- Description of the task -
Express the records below as a two-column CSV with the header row text,answer and one row per record. Wrap each field in double quotes, replace line breaks with spaces, and leave the pictures out.

Part of a data file:

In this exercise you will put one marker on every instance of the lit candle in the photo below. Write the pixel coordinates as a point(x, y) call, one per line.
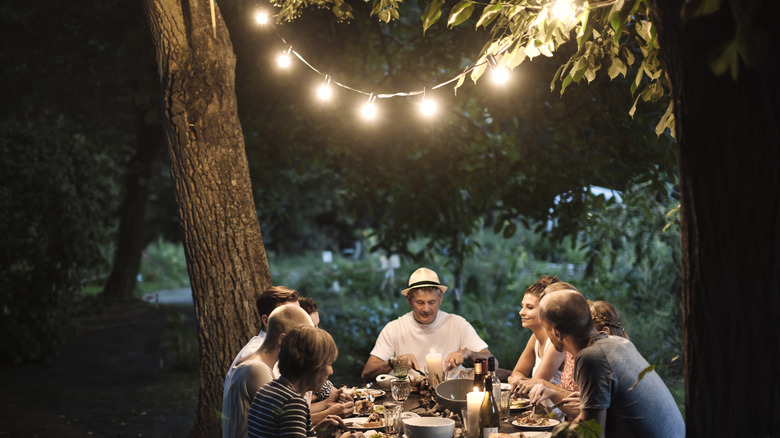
point(433, 361)
point(473, 402)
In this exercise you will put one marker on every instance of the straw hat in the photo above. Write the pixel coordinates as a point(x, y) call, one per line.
point(424, 277)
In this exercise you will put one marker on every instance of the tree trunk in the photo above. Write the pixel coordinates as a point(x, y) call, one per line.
point(224, 249)
point(729, 164)
point(130, 239)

- Solution -
text,answer
"In this exercise you will put one marker on every instance of the lit candle in the photo below. Write the pixel coordinates as a point(x, y) call, one per line.","point(433, 361) point(473, 402)"
"In this exercise you will put one marker on every instance of the straw hat in the photo above. Write the pixel coordinates as a point(x, y) call, one per line.","point(424, 277)"
"In this exercise you will put one marker on every instance of the tree trunk in the photo above. Write the pixel coordinates as a point(x, y) call, one per line.","point(224, 249) point(729, 164) point(130, 239)"